I have run a thread like this elsewhere, so in effect, mainly cut and paste. With various results.....😀

Here we go:-


I gave up writing poetry many years ago. I began to enjoy the poetry of various poets and my own efforts seemed not quite up to the mark. Sad in a way. Self expression is good whatever the standard. I think now that beauty and insight can be found in the works of others, however "poor" at a certain level of judgement.

Anyway, I'll use this thread to post various poems written in my twenties. Maybe with a few intros and biographical details.

The first was my only "success" in recognition terms. I entered it in a local competition and it was chosen as one of the top ten and read out at the prize giving ceremony. I remember how it was read, seriously and even pompously, while I myself saw it as light and even satirical. Such is life!

It is called "Before Bacon (An Ode to Despair)". Nothing to do with pigs, the "bacon" refers to one of the precursors of "modern thought", Roger Bacon. I was going through my existentialist phase, Jean Paul Sartre [i]et al,[/i] the "absurdity" of the world and such. Fortunately just a phase. I was moving onto the so called Copernican Revolution, the shift of earth and man from the centre to the periphery and all its subsequent angst....😀

Well, here it is.....
○ ○ ○ ○
BRIEF 1: Repeat the passage of the post on writing poetry from "The first was" to "here it is....." word for word.

RECORD LIST:
○ ○ ○ ○
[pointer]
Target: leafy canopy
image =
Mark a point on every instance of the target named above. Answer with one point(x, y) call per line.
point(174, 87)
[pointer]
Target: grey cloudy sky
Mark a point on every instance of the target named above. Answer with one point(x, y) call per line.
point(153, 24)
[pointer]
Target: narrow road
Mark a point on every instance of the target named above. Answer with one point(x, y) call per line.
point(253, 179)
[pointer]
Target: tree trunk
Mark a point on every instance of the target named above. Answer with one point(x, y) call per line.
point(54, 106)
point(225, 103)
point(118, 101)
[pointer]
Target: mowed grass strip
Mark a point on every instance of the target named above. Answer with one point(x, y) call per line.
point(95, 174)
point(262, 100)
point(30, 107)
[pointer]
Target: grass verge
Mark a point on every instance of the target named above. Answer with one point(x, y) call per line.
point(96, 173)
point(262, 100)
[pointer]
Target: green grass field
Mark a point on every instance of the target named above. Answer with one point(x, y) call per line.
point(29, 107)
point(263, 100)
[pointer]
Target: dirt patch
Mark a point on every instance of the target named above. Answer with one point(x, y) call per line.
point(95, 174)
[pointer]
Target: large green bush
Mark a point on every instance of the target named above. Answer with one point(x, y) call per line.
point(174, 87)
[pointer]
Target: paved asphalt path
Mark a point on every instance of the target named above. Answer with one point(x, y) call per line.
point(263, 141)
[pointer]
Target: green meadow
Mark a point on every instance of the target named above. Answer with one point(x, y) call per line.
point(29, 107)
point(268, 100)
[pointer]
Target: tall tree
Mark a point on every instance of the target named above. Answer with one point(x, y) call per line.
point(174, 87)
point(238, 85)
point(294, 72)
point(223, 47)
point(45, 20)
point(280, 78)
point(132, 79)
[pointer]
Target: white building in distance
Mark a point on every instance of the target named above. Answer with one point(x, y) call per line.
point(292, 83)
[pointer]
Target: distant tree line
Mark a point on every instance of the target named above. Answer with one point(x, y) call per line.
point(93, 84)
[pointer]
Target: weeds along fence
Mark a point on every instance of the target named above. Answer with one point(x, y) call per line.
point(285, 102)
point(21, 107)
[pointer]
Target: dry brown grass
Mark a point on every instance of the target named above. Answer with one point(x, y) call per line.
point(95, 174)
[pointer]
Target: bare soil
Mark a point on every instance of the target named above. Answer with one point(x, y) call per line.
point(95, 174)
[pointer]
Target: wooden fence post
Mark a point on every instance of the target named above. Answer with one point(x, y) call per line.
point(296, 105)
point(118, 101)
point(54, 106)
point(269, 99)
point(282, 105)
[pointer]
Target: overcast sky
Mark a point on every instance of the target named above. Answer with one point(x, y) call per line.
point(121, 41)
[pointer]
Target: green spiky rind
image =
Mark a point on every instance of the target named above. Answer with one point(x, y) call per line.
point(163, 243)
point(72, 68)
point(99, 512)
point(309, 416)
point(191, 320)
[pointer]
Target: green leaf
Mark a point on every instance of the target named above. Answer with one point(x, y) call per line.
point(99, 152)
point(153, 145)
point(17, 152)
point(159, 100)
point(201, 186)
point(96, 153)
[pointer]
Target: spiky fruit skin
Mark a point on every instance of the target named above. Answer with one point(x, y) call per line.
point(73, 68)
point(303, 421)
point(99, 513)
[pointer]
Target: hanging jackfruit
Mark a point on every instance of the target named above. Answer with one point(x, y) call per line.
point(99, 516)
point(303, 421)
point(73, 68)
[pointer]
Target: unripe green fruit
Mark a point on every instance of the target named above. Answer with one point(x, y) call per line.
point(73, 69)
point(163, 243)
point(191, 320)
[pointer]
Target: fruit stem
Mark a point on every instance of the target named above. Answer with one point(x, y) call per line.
○ ○ ○ ○
BRIEF 2: Reproduce the entries without any change, from their first line through the line with "point(30, 107)", both ends included.

EXPECTED OUTPUT 1:
The first was my only "success" in recognition terms. I entered it in a local competition and it was chosen as one of the top ten and read out at the prize giving ceremony. I remember how it was read, seriously and even pompously, while I myself saw it as light and even satirical. Such is life!

It is called "Before Bacon (An Ode to Despair)". Nothing to do with pigs, the "bacon" refers to one of the precursors of "modern thought", Roger Bacon. I was going through my existentialist phase, Jean Paul Sartre [i]et al,[/i] the "absurdity" of the world and such. Fortunately just a phase. I was moving onto the so called Copernican Revolution, the shift of earth and man from the centre to the periphery and all its subsequent angst....😀

Well, here it is.....

EXPECTED OUTPUT 2:
[pointer]
Target: leafy canopy
image =
Mark a point on every instance of the target named above. Answer with one point(x, y) call per line.
point(174, 87)
[pointer]
Target: grey cloudy sky
Mark a point on every instance of the target named above. Answer with one point(x, y) call per line.
point(153, 24)
[pointer]
Target: narrow road
Mark a point on every instance of the target named above. Answer with one point(x, y) call per line.
point(253, 179)
[pointer]
Target: tree trunk
Mark a point on every instance of the target named above. Answer with one point(x, y) call per line.
point(54, 106)
point(225, 103)
point(118, 101)
[pointer]
Target: mowed grass strip
Mark a point on every instance of the target named above. Answer with one point(x, y) call per line.
point(95, 174)
point(262, 100)
point(30, 107)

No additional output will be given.